• [GIVEN REQUEST]
Copy out the records exactly, from the line with "indicate the pyramid summit" up to and including the line with "column 69, row 170".

• [RAW DATA]

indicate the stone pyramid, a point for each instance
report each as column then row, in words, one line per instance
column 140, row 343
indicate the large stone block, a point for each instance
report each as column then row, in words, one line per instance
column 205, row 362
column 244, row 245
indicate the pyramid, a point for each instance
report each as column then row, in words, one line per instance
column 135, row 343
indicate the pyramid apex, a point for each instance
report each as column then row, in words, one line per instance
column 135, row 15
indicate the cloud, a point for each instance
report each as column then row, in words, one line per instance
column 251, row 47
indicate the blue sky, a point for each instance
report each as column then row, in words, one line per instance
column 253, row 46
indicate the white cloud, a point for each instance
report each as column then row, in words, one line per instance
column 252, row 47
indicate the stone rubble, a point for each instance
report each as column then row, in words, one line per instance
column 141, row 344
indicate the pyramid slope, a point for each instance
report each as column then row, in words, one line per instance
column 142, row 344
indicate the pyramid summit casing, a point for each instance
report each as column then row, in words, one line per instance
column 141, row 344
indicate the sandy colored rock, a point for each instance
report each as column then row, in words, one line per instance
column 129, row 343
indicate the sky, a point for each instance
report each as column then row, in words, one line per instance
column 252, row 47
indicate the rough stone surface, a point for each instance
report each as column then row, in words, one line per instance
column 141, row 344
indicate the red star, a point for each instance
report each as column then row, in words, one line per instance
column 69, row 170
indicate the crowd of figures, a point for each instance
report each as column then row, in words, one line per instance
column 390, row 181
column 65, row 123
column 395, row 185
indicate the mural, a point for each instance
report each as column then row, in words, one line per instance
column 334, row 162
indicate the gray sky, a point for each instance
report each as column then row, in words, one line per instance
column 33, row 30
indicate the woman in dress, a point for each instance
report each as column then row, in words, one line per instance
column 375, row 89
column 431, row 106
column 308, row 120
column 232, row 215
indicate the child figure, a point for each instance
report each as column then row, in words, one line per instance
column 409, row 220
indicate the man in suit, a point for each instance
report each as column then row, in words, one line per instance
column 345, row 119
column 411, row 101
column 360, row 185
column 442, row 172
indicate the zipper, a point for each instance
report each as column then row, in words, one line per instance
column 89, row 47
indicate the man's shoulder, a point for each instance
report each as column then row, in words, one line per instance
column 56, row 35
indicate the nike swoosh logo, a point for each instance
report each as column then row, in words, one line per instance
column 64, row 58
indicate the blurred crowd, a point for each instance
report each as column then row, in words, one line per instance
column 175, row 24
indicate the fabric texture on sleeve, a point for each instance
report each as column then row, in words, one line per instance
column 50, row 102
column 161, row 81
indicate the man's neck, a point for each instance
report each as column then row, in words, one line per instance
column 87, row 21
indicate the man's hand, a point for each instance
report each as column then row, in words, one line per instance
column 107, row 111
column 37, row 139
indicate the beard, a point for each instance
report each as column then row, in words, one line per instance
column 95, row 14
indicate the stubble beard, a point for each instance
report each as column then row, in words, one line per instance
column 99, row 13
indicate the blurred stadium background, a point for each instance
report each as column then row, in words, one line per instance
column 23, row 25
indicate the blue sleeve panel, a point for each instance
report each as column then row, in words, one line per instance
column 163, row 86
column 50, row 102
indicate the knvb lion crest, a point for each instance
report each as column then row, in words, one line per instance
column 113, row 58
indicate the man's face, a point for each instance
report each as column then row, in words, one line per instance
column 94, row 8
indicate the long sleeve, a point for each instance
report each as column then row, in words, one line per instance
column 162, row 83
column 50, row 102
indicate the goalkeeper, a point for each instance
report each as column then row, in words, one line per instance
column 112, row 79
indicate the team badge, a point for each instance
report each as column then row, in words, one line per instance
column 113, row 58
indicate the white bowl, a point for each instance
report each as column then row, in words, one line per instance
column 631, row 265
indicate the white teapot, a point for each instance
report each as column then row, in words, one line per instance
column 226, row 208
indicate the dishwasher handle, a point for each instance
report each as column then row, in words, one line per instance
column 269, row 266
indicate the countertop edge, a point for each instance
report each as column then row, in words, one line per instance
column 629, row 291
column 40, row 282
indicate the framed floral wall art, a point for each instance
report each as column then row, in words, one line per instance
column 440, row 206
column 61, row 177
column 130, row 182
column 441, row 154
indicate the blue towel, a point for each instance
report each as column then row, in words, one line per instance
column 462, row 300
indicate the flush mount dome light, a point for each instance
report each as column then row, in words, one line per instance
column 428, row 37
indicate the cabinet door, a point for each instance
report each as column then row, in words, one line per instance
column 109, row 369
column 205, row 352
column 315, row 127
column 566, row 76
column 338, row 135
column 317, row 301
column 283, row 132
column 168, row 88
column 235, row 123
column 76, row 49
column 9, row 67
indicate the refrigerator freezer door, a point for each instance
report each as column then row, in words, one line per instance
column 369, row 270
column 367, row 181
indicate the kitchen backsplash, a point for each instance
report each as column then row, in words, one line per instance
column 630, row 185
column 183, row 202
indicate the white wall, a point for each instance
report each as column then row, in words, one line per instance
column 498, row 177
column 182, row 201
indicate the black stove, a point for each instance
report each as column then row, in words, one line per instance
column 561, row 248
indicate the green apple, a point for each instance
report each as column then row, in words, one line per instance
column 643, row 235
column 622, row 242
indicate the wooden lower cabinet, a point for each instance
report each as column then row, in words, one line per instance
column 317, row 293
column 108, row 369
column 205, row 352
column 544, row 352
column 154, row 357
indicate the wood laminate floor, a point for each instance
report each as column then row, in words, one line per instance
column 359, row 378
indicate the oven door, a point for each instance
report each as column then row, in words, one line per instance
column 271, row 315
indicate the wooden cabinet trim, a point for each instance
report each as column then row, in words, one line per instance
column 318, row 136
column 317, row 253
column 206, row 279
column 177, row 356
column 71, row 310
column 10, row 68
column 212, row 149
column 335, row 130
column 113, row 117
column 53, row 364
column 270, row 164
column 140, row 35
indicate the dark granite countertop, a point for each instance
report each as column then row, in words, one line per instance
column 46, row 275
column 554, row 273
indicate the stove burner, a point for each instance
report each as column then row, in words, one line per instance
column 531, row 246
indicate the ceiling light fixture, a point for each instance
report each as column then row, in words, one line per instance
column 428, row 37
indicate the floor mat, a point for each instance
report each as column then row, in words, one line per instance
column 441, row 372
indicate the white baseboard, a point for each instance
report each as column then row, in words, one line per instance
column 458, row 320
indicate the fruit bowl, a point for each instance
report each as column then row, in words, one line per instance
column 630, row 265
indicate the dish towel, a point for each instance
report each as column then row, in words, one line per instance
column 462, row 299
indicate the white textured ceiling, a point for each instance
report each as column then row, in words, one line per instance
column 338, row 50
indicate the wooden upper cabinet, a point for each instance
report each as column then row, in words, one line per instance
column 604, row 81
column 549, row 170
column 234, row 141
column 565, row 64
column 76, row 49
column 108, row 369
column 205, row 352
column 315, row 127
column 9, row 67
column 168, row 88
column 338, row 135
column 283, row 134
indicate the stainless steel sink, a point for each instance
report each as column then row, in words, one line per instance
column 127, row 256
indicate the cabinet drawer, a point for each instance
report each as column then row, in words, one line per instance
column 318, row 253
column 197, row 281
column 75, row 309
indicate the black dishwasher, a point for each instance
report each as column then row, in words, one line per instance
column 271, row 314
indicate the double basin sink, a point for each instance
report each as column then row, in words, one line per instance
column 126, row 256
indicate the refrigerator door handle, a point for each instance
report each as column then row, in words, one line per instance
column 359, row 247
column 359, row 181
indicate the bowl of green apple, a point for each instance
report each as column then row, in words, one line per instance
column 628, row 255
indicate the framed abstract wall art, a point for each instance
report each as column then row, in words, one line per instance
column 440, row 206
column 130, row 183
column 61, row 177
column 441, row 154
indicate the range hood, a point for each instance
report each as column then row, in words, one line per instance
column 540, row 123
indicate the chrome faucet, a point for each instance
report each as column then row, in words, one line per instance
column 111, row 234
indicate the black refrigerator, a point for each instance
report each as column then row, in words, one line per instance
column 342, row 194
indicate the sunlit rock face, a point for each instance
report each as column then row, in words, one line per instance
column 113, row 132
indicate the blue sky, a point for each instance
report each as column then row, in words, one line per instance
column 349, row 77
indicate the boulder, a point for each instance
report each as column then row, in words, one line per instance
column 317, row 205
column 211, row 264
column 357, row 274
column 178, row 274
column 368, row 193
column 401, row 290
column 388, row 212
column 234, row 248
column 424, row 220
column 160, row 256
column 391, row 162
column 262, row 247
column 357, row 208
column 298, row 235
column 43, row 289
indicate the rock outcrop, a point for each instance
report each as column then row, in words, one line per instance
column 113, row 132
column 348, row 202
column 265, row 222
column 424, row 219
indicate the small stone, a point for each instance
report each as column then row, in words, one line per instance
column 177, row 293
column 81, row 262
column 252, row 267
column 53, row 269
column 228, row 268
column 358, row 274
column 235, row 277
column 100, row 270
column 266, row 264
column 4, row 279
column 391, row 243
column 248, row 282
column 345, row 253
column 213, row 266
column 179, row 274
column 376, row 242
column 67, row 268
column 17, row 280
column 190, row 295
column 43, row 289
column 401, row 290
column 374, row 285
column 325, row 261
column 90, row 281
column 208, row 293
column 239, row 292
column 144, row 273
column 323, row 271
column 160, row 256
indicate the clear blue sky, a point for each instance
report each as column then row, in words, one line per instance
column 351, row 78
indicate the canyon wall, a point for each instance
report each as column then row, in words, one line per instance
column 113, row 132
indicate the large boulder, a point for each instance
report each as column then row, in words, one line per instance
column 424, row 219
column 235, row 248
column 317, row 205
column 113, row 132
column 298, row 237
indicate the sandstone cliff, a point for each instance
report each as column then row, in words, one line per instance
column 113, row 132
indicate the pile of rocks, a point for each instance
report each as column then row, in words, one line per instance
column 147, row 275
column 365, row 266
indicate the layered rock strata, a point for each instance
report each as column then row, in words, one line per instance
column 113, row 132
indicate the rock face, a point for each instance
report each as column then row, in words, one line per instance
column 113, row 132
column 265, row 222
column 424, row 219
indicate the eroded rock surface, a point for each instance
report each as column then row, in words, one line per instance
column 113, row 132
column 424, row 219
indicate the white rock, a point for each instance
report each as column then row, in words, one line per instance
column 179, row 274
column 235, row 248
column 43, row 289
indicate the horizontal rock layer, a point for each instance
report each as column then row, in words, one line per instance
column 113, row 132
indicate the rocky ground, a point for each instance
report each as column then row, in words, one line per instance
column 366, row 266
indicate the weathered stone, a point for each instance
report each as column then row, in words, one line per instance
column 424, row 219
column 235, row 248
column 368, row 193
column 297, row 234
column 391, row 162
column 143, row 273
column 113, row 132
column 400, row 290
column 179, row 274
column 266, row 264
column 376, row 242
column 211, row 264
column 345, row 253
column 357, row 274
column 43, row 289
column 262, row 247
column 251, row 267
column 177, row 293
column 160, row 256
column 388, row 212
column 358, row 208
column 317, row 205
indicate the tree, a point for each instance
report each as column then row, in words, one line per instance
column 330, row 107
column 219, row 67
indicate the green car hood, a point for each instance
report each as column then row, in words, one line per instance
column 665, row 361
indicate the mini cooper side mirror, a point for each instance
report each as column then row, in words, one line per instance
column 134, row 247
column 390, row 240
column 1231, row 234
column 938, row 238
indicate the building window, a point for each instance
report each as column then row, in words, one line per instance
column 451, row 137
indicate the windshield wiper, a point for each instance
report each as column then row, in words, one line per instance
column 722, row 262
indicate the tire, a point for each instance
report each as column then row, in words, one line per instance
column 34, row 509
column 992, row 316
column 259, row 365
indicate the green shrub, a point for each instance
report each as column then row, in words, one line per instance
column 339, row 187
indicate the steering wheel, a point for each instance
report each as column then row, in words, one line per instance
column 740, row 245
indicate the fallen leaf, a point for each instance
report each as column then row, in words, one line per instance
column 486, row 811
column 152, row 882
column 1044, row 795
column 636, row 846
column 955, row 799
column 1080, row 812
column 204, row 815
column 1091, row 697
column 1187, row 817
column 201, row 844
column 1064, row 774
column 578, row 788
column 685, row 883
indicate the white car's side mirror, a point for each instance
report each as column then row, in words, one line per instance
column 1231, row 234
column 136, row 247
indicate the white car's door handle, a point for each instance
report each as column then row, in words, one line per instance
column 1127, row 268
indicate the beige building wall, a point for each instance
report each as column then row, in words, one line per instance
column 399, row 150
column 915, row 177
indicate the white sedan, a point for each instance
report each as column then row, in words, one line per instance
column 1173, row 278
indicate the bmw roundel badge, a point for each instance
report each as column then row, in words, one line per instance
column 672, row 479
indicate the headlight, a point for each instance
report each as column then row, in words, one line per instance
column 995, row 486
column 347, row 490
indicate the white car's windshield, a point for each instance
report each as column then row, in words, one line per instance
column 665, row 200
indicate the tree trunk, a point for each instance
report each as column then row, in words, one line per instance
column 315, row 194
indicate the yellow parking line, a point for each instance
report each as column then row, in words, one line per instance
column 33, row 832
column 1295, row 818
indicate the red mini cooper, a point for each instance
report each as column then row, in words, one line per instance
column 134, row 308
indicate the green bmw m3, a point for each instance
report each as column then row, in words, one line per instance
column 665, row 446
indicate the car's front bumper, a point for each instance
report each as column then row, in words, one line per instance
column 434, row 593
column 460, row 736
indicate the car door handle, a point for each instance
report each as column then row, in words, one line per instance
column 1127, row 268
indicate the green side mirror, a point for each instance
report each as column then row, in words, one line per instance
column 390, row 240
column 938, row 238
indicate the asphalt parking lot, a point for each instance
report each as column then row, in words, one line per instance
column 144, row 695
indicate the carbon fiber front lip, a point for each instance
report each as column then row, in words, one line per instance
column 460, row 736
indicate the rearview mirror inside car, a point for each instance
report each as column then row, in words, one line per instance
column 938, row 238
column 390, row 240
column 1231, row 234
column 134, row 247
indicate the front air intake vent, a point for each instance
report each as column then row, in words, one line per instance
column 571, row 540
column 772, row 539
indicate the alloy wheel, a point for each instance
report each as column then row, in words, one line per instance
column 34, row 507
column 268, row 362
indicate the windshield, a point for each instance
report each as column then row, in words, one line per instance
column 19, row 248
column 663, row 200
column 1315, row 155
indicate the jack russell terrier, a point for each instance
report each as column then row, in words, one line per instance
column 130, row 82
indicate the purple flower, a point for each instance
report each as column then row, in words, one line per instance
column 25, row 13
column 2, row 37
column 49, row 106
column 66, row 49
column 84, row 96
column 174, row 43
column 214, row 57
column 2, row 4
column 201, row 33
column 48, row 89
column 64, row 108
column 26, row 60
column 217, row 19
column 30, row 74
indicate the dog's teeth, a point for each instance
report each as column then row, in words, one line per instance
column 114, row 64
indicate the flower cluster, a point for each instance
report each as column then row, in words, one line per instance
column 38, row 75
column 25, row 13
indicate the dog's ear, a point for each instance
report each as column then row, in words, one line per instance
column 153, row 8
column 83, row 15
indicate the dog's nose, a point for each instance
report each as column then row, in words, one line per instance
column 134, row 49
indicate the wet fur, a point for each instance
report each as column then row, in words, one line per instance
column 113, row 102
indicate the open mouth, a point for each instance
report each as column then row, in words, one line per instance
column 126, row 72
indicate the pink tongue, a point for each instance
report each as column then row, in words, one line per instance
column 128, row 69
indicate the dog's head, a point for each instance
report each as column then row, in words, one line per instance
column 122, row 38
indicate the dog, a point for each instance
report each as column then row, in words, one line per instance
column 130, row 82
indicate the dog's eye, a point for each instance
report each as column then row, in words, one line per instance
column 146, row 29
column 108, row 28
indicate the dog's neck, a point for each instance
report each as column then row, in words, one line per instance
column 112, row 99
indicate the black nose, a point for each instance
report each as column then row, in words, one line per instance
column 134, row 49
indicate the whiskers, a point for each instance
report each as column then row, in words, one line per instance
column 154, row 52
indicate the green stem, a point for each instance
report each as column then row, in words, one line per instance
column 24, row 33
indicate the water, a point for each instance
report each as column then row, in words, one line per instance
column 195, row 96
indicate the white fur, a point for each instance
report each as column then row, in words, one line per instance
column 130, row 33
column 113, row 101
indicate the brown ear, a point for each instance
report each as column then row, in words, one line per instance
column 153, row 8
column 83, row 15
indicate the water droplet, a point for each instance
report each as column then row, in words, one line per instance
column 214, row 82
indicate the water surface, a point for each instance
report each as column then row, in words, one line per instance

• [THE RESULT]
indicate the pyramid summit casing, a point for each instance
report each as column then row, in words, one line per instance
column 141, row 344
indicate the sandy colored rock, a point for each instance
report each as column then row, in words, one line per instance
column 129, row 343
indicate the sky, a point for each instance
report each as column then row, in words, one line per instance
column 252, row 47
indicate the rough stone surface, a point for each instance
report each as column then row, in words, one line per instance
column 141, row 344
indicate the red star, a point for each instance
report each as column then row, in words, one line per instance
column 69, row 170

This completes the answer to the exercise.